Homework Help: Is this sequence arithmetic, geometric, or neither?

1. May 30, 2013

Lebombo

1. The problem statement, all variables and given/known data

Is the sequence $\frac{1}{1}, \frac{1}{2}, \frac{1}{3} , \frac{1}{4}....\frac{1}{n}$ arithmetic or geometric?

2. Relevant equations

Common difference and Common ratio formulas

3. The attempt at a solution

I found the common difference from $a_{2} - a_{1} =d_{1}$ and common difference from $a_{3} - a_{2} =d_{2}$. Since $d_{1}≠ d_{2}$ , then this sequence is not arithmetic.

I did the same thing for the common ratio and found $r_{1}≠ r_{2}$. So this sequence is not geometric either.

It is simply a sequence defined by the sigma notation $\sum_{k=1}^{n} \frac{1}{n}$

P.S. I found these topics in an Algebra book, but the topic of sequences and series are also present in my calculus book. To moderators, free to move this to the Algebra section if it's felt that this topic would fit better there.

Last edited: May 30, 2013
2. May 30, 2013

Staff: Mentor

3. May 30, 2013

Lebombo

Much appreciated.

What to work on.
1. Duplicate the entries, everything from the line containing "Would you mind picking out the white cumulus" down to the final line of the entries.
2. Go on with the forum thread about whether the sequence 1/1, 1/2, 1/3, ... is arithmetic or geometric, starting after its last post.

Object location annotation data
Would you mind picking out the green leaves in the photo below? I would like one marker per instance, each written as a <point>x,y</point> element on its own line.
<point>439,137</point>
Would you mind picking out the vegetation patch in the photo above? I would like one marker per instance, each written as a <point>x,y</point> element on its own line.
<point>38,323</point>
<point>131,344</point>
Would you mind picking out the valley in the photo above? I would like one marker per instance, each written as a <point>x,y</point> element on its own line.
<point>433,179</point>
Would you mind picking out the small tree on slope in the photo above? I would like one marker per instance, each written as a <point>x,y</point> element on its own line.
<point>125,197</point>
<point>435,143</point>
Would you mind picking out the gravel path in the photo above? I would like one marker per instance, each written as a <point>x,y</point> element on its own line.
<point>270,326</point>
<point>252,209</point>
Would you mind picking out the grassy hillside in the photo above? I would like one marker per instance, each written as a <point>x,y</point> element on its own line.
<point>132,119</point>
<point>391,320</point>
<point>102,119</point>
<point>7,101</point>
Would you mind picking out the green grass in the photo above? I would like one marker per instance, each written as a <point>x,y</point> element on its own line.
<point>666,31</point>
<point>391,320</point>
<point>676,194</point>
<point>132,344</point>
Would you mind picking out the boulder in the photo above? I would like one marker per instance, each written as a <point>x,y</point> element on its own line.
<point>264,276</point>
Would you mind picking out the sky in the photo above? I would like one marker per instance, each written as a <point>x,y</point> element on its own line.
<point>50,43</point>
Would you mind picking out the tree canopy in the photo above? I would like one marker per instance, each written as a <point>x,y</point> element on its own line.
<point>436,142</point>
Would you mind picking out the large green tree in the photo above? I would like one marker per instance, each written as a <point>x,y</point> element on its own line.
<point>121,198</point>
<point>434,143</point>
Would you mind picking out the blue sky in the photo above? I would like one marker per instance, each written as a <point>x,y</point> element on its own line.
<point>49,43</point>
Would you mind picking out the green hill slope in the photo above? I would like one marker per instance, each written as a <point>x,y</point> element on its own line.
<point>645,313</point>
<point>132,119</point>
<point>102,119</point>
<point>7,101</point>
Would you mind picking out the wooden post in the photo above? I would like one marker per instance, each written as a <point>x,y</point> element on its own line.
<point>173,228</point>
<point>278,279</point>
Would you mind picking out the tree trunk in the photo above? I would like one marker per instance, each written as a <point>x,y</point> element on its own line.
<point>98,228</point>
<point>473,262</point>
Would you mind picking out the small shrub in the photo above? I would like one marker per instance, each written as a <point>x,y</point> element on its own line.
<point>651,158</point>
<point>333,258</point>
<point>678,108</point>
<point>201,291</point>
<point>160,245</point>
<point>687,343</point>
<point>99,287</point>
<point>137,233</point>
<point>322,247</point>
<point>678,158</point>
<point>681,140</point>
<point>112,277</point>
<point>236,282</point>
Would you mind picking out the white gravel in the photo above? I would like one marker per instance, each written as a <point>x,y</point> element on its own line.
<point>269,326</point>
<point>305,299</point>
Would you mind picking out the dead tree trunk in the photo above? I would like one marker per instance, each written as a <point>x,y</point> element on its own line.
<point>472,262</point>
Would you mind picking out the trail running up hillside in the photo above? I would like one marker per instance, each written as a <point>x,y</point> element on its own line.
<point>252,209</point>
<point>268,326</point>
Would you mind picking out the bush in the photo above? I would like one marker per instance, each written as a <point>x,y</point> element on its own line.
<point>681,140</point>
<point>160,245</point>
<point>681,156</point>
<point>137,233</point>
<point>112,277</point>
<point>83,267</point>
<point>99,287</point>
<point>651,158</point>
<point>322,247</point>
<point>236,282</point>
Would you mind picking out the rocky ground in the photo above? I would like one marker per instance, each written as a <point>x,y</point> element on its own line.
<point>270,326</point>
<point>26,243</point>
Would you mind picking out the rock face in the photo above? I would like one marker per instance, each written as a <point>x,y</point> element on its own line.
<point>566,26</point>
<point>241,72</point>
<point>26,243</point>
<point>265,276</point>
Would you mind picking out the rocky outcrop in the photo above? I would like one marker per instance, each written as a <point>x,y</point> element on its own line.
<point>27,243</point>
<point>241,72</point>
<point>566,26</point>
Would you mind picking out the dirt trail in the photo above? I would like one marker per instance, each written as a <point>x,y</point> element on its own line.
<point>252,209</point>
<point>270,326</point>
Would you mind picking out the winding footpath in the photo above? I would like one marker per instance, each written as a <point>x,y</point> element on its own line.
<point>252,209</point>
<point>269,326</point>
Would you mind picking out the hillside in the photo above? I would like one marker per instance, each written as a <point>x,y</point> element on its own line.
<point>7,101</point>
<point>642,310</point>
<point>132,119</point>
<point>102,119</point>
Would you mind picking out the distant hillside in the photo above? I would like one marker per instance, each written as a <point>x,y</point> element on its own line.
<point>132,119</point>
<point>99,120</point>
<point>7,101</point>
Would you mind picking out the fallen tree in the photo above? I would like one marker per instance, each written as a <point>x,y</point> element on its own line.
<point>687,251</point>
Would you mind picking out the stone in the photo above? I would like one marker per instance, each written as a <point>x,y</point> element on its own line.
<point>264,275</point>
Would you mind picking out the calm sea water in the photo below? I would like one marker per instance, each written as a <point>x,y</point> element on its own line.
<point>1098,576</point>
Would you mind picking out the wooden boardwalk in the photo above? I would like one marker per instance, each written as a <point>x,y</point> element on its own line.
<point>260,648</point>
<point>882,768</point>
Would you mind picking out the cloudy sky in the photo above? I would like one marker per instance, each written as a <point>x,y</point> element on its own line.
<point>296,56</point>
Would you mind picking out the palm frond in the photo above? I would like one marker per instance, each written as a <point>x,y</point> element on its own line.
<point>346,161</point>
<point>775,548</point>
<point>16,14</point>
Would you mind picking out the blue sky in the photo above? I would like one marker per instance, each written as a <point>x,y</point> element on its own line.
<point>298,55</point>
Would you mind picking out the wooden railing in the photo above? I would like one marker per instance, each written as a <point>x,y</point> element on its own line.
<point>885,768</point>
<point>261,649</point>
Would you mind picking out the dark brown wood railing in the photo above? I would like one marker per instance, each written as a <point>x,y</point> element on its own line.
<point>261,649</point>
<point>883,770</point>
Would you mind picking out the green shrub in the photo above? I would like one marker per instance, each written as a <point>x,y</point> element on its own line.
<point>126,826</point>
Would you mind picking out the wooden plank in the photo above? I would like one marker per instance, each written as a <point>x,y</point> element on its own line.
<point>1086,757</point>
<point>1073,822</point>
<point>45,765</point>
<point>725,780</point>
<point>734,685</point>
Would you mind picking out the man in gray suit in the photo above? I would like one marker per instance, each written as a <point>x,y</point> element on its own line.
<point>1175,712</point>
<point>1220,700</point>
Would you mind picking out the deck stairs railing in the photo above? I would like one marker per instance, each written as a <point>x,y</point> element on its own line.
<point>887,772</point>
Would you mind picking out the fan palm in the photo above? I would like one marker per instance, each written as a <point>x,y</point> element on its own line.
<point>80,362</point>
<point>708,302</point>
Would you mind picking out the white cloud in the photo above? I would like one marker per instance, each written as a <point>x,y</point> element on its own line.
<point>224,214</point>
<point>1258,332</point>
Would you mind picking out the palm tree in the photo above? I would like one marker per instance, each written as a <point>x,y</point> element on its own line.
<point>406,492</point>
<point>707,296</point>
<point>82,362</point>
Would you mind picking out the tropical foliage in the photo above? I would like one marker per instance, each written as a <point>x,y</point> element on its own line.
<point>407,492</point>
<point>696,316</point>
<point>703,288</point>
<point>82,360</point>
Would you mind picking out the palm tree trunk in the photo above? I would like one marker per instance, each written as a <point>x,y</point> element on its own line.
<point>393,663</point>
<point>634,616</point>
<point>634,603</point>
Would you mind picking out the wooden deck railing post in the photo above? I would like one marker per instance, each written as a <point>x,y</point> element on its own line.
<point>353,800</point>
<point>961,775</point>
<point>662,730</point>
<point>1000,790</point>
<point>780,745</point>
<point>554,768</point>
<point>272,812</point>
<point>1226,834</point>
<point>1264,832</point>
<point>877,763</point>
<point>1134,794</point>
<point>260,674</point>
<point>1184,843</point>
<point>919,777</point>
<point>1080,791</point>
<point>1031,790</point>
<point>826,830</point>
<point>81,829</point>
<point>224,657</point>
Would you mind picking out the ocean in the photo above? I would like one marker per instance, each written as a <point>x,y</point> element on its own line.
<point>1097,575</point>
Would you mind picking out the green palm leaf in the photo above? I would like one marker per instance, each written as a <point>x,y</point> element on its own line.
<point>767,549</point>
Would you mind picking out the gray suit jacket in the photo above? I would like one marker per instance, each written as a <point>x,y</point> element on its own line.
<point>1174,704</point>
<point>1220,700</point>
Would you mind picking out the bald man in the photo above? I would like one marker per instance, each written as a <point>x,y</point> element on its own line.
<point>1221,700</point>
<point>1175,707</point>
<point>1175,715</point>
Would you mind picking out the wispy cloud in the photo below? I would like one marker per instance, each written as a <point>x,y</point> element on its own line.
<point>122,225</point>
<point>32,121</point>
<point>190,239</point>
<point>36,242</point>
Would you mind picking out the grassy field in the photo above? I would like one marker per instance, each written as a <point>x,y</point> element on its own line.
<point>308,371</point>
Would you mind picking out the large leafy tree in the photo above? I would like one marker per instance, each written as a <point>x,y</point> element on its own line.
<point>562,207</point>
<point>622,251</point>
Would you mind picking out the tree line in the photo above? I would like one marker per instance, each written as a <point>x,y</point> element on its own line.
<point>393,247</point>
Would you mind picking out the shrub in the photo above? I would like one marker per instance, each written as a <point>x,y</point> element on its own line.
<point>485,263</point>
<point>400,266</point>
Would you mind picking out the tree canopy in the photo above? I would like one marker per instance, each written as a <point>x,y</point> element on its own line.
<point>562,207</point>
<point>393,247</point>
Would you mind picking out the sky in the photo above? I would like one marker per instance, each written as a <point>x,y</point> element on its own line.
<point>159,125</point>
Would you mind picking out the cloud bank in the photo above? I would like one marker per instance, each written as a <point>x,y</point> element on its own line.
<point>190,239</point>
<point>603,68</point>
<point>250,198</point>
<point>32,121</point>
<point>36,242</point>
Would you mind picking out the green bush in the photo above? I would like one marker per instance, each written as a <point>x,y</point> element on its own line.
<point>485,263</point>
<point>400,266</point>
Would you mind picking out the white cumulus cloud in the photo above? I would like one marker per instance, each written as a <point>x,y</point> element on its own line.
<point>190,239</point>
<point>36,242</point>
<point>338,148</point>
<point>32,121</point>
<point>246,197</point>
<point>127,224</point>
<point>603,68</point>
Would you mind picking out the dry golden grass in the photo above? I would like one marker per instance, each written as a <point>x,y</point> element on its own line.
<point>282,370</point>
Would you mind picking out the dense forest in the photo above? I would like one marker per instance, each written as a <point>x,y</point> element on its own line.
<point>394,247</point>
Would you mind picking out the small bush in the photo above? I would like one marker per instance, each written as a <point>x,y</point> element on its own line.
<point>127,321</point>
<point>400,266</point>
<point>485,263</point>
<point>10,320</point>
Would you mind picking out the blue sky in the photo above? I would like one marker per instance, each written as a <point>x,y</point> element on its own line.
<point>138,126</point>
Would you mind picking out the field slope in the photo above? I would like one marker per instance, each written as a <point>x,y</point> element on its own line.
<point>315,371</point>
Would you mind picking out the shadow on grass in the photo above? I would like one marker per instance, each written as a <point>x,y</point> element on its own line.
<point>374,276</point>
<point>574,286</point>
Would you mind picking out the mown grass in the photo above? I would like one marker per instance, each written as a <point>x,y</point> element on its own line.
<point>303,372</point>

Responses.
1.
Would you mind picking out the white cumulus cloud in the photo above? I would like one marker per instance, each written as a <point>x,y</point> element on its own line.
<point>190,239</point>
<point>36,242</point>
<point>338,148</point>
<point>32,121</point>
<point>246,197</point>
<point>127,224</point>
<point>603,68</point>
Would you mind picking out the dry golden grass in the photo above? I would like one marker per instance, each written as a <point>x,y</point> element on its own line.
<point>282,370</point>
Would you mind picking out the dense forest in the photo above? I would like one marker per instance, each written as a <point>x,y</point> element on its own line.
<point>394,247</point>
Would you mind picking out the small bush in the photo above? I would like one marker per instance, each written as a <point>x,y</point> element on its own line.
<point>127,321</point>
<point>400,266</point>
<point>485,263</point>
<point>10,320</point>
Would you mind picking out the blue sky in the photo above? I would like one marker per instance, each written as a <point>x,y</point> element on its own line.
<point>138,126</point>
Would you mind picking out the field slope in the photo above? I would like one marker per instance, each written as a <point>x,y</point> element on its own line.
<point>315,371</point>
Would you mind picking out the shadow on grass in the photo above? I would like one marker per instance, each written as a <point>x,y</point> element on its own line.
<point>374,276</point>
<point>574,286</point>
Would you mind picking out the mown grass in the photo above? I would like one marker per instance, each written as a <point>x,y</point> element on its own line.
<point>303,372</point>

2.
4. May 31, 2013

Mute

Your expression is incorrect. It should be

$$\sum_{k=1}^n \frac{1}{k}.$$

The variable $k$ is what is being summed over, so it must appear in the sum. Here, n is the upper limit.

As written, $\sum_{k=1}^{n} \frac{1}{n}$ is interpreted as $\frac{1}{n}\sum_{k=1}^n 1 = \frac{1}{n}n = 1$.

You made a similar mistake when writing the sum in your other thread. Be careful, otherwise your equations could easily be misinterpreted.

5. May 31, 2013

Lebombo

Thanks, although I'm still not 100% proficient on the sigma notation, that was a definite typo as opposed to not having the knowledge in a previous thread. Appreciate the correction.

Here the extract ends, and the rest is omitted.